[Raw records]
========================================================================

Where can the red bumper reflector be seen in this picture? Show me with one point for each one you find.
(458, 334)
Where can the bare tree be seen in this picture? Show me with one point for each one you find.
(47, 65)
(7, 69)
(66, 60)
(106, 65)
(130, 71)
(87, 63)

========================================================================

▶ [Task description]
Replace "Show me" with "Indicate" everywhere it occurs in the rows above, and rewrite the lines with nothing else altered.

▶ [Task output]
Where can the red bumper reflector be seen in this picture? Indicate with one point for each one you find.
(458, 334)
Where can the bare tree be seen in this picture? Indicate with one point for each one you find.
(47, 65)
(7, 69)
(66, 60)
(106, 65)
(130, 71)
(87, 63)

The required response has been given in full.